─── RECORDS

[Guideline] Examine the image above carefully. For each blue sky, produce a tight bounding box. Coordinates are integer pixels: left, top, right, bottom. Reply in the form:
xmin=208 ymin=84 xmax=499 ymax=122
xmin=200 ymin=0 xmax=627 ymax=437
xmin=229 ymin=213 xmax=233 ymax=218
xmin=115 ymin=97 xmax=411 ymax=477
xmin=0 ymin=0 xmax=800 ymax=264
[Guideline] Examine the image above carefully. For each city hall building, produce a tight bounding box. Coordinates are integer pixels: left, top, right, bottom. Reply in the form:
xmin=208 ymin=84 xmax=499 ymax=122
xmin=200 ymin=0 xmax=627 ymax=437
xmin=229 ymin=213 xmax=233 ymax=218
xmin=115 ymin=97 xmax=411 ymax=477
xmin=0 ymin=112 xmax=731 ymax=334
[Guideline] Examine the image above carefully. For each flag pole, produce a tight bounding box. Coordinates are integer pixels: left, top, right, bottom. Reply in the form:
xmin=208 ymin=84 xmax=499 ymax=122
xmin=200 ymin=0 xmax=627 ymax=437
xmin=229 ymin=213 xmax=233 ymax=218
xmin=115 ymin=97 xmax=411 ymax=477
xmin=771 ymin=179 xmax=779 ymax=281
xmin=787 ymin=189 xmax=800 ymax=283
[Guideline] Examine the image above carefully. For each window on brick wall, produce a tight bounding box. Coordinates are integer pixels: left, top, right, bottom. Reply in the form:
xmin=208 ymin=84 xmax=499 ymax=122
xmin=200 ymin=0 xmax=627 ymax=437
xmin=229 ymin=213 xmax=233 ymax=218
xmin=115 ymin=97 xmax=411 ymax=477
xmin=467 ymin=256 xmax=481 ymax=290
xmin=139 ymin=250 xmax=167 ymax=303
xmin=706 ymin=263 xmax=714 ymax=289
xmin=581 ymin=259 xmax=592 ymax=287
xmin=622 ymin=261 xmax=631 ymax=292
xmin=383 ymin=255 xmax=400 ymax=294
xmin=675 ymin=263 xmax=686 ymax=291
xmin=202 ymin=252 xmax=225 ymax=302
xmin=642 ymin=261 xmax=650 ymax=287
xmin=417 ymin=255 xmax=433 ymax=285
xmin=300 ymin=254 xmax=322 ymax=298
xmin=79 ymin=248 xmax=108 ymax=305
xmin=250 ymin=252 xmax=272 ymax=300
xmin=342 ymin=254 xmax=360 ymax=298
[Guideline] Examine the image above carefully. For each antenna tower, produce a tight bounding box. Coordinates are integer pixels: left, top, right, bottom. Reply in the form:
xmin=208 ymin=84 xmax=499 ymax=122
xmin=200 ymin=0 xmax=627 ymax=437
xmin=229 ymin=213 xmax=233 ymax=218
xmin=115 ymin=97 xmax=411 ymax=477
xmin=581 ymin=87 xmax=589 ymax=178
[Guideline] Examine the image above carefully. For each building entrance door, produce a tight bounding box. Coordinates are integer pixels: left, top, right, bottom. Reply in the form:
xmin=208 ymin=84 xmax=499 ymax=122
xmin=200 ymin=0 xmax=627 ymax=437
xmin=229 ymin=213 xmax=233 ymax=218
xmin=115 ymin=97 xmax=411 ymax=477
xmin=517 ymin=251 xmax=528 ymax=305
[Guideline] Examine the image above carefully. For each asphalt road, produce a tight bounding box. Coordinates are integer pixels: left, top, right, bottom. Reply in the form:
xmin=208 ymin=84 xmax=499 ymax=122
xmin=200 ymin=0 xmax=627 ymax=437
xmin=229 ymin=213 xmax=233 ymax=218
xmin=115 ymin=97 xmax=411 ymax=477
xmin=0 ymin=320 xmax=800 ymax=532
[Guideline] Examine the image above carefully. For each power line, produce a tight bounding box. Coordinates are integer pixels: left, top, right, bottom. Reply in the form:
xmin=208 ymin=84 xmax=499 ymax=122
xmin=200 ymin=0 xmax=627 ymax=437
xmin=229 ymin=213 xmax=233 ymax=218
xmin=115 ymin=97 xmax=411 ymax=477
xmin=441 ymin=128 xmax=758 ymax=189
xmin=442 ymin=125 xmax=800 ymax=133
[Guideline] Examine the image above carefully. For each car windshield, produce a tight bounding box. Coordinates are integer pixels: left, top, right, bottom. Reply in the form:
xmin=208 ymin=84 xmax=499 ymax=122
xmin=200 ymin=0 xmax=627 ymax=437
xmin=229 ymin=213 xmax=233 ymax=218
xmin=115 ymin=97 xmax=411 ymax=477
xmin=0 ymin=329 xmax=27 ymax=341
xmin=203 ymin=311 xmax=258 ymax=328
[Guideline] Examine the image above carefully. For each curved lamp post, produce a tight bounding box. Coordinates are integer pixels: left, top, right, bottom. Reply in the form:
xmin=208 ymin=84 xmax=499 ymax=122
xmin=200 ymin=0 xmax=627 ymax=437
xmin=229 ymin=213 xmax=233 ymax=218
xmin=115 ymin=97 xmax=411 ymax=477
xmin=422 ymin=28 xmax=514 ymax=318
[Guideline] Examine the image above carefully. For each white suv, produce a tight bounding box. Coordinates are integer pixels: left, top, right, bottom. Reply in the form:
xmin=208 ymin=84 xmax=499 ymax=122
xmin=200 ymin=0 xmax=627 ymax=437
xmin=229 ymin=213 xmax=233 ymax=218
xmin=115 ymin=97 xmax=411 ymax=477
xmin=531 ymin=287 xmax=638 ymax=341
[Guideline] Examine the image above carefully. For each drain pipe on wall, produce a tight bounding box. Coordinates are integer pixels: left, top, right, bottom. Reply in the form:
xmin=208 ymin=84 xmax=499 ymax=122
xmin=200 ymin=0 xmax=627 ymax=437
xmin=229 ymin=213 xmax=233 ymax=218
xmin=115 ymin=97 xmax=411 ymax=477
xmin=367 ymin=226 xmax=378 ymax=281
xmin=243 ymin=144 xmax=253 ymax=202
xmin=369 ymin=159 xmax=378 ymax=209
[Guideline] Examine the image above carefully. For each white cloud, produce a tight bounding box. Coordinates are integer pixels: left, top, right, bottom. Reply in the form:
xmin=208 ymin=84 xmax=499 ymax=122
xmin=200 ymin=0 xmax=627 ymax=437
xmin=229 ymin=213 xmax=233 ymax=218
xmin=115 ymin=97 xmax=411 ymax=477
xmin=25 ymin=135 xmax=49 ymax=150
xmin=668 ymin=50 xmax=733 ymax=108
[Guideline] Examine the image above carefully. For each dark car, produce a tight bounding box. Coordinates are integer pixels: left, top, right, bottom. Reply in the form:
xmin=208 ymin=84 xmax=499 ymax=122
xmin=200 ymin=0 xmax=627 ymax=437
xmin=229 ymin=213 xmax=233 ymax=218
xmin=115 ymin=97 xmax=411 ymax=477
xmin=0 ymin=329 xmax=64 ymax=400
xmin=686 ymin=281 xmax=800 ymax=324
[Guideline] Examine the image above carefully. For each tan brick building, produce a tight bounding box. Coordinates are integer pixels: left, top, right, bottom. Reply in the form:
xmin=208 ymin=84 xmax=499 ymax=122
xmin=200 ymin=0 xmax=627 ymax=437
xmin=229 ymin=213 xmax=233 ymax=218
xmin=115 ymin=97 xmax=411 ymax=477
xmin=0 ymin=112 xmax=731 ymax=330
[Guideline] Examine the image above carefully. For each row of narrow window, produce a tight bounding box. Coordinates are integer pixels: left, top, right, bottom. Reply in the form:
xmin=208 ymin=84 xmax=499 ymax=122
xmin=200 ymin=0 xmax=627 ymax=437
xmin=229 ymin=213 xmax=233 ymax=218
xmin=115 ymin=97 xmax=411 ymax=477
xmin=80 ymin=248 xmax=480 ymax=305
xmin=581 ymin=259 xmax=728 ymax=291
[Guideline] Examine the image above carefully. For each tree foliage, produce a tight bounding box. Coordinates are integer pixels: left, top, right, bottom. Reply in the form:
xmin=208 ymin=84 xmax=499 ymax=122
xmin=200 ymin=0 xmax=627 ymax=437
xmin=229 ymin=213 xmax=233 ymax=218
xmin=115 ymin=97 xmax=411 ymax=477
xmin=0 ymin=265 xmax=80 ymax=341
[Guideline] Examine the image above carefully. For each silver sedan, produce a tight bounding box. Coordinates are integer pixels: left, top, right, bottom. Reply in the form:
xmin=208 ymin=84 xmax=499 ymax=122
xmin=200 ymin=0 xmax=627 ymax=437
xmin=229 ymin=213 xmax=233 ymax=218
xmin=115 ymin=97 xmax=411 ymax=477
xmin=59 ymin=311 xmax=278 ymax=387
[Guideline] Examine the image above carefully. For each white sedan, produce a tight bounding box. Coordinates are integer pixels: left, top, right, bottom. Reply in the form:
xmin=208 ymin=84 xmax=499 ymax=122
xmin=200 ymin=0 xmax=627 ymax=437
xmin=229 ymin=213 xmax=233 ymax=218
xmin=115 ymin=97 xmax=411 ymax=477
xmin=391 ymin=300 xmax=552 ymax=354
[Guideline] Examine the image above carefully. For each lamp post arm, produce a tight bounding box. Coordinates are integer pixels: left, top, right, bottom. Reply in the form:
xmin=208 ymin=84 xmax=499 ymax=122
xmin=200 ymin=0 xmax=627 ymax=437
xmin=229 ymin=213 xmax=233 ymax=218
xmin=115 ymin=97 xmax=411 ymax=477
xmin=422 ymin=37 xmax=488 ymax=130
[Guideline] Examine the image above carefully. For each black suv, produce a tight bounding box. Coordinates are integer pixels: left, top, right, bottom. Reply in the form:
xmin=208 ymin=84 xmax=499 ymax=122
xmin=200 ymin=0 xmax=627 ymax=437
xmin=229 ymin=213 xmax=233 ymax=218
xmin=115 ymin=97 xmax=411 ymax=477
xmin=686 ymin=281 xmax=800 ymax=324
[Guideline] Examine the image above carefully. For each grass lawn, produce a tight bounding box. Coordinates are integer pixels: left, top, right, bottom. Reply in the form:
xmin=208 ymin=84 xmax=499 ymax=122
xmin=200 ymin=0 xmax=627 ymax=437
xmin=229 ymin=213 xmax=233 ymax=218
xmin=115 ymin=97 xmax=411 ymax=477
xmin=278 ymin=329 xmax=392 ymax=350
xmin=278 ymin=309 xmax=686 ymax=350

──────

§ WRITTEN INSTRUCTION
Please give the records in the stretch from the line containing "[Guideline] Examine the image above carefully. For each flag" through the line containing "xmin=787 ymin=189 xmax=800 ymax=283" as a two-column CSV headed instruction and boxes, with one row per record holding its text and its answer. Quote each field and turn line breaks into spaces.

§ THE ANSWER
instruction,boxes
"[Guideline] Examine the image above carefully. For each flag pole, produce a tight bounding box. Coordinates are integer pixels: left, top, right, bottom. Reply in the form: xmin=208 ymin=84 xmax=499 ymax=122 xmin=200 ymin=0 xmax=627 ymax=437 xmin=229 ymin=213 xmax=233 ymax=218 xmin=115 ymin=97 xmax=411 ymax=477","xmin=771 ymin=179 xmax=779 ymax=281 xmin=787 ymin=189 xmax=800 ymax=283"